### Exercise instructions
Copy the stretch from "The study will" through "dwarfs to date." in the giant planets article, word for word.

### Reading passage
◇ ◇ ◇ ◇ ◇
Clearest evidence yet that giant planets spin faster than their cosmic lookalikes
For decades, astronomers have struggled to differentiate giant planets from brown dwarfs, a class of objects more massive than planets but too small to ignite nuclear fusion like true stars.
Through a telescope, these cosmic lookalikes can have overlapping brightness, temperatures and even atmospheric fingerprints. The striking similarity leaves astronomers unsure if they have observed an oversized planet or an undersized star.
Now, a Northwestern University-led team has uncovered a crucial clue that separates the two: how fast they spin.
In a new study, astrophysicists found the clearest evidence yet that giant planets spin significantly faster than their brown dwarf counterparts. The new results suggest rotation measurements may provide a powerful new diagnostic for classifying these indistinguishable populations and suggest that these two objects evolve differently, perhaps even forming through distinct processes.
The study will be published on Wednesday (March 18) in The Astronomical Journal. It marks the largest survey of spin measurements of directly imaged extrasolar planets and brown dwarfs to date.
“Spin is a fossil record of how a planet formed,” said Northwestern’s Chih-Chun “Dino” Hsu, who led the study. “By measuring how quickly these worlds rotate, we can start to piece together the physical processes that shaped them tens to hundreds of millions of years ago.”
An expert on exoplanets and brown dwarfs, Hsu is a postdoctoral researcher at Northwestern’s Center for Interdisciplinary Exploration and Research in Astrophysics (CIERA), where he is advised by study coauthor Jason Wang. Wang is an assistant professor of physics and astronomy at Northwestern’s Weinberg College of Arts and Sciences and a member of CIERA.
◇ ◇ ◇ ◇ ◇
### Data

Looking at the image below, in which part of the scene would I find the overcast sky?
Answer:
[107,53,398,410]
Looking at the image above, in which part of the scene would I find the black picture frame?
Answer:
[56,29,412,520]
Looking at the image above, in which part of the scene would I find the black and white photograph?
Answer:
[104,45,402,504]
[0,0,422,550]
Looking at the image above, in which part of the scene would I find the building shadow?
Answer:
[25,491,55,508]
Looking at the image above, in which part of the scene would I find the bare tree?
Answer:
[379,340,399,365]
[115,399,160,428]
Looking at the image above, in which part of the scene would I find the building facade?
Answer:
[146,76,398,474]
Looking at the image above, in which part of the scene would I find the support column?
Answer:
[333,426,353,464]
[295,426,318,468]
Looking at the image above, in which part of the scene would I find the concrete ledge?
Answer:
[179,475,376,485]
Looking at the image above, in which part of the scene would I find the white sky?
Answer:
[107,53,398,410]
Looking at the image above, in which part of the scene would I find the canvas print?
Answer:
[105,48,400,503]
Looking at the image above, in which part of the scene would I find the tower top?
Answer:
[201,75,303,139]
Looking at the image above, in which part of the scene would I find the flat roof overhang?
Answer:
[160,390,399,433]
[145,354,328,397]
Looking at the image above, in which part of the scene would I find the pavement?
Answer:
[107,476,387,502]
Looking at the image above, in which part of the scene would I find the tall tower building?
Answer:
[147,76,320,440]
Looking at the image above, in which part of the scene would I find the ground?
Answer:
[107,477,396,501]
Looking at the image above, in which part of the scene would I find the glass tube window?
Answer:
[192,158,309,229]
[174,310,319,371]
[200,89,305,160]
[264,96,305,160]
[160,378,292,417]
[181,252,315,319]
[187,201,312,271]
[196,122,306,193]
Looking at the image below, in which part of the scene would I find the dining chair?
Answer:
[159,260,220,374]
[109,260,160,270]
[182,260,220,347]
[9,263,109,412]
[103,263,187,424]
◇ ◇ ◇ ◇ ◇
### Finished exercise
The study will be published on Wednesday (March 18) in The Astronomical Journal. It marks the largest survey of spin measurements of directly imaged extrasolar planets and brown dwarfs to date.